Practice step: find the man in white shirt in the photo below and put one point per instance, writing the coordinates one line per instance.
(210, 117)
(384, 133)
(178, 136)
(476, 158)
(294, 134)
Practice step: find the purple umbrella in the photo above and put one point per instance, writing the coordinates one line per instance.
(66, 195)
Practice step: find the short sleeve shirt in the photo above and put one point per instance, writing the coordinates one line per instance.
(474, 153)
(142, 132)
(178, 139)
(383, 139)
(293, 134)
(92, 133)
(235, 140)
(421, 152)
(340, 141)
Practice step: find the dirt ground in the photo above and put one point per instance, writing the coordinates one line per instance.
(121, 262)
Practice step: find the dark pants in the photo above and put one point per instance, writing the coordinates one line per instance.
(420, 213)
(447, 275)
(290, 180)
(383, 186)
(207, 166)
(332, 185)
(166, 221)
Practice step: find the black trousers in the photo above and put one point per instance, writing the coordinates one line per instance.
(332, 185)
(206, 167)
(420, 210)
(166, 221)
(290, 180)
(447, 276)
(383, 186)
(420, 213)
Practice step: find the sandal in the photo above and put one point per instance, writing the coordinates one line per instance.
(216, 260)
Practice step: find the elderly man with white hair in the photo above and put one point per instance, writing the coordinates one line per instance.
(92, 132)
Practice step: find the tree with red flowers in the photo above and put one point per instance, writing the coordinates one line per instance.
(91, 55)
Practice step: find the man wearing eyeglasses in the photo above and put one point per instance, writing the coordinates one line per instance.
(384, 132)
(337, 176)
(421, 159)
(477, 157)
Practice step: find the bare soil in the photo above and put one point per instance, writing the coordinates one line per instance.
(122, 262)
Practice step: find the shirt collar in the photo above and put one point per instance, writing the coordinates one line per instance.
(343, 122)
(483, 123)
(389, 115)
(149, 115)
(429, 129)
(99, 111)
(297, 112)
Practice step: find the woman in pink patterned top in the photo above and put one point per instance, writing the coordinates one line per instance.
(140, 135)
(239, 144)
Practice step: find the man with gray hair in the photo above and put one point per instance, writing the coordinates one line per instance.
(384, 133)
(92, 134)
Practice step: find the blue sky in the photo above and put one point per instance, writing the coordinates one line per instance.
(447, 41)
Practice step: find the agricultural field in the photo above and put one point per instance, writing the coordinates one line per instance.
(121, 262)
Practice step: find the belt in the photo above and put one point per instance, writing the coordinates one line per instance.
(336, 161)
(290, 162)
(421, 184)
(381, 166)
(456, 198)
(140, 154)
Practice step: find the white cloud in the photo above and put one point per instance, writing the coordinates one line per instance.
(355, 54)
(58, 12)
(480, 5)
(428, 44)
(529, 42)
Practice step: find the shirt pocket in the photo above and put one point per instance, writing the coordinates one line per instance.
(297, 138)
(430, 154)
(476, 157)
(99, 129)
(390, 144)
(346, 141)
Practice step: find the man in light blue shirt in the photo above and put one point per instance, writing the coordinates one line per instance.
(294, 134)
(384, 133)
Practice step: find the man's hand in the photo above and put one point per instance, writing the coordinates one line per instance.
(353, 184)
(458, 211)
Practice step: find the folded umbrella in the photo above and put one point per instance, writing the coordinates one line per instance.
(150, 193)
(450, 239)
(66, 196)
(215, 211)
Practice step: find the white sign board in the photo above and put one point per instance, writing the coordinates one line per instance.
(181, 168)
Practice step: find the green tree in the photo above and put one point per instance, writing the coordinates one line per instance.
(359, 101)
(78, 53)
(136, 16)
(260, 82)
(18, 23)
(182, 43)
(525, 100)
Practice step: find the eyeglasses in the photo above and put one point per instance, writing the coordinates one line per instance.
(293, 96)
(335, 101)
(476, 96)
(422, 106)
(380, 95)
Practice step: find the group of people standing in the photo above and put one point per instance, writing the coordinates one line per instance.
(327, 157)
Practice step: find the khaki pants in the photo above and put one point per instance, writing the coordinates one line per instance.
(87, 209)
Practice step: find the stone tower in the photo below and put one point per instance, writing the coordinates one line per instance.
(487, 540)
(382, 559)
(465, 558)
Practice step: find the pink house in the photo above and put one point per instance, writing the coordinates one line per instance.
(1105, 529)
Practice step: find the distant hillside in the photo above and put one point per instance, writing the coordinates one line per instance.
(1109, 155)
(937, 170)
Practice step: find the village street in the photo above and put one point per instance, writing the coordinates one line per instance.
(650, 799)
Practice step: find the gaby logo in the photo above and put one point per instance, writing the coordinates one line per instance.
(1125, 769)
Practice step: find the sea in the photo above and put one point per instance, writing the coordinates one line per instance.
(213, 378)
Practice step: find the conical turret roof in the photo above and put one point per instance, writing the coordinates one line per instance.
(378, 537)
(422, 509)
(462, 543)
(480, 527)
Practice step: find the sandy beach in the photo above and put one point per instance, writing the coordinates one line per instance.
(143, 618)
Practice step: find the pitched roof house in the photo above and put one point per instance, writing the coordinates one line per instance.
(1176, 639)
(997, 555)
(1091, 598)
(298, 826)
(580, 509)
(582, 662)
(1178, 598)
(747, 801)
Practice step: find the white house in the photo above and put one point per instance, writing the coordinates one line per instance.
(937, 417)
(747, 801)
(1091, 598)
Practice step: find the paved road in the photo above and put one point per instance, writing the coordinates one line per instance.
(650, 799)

- _PROBLEM STATEMENT_:
Exactly the lines from the one containing "Practice step: find the gaby" to the last line of the entries above must be duplicated, with both of those lines included and nothing more.

- _TASK RESULT_:
Practice step: find the gaby logo in the photo above and put one point per instance, writing the coordinates one line per instance.
(1125, 769)
Practice step: find the sea in the photo above and put one point per instance, writing the coordinates one line per instance.
(213, 378)
Practice step: find the conical turret roof in the photo above and put one point per instance, writing the coordinates one line per instance.
(378, 537)
(422, 509)
(462, 543)
(480, 527)
Practice step: find the sandy beach in the photo above and put one point per instance, writing the coordinates one line per instance.
(143, 618)
Practice step: find the pitched roof house in the photo above and put one point per instance, writing the coordinates one line per instance.
(1176, 639)
(997, 555)
(1091, 598)
(298, 826)
(580, 509)
(582, 662)
(1178, 598)
(747, 801)
Practice step: find the white house in the photo above and put one point per instance, writing the coordinates one line per instance.
(937, 417)
(747, 801)
(1091, 598)
Practice step: find the paved road in the photo above and put one point per instance, writing the coordinates one line per instance.
(650, 799)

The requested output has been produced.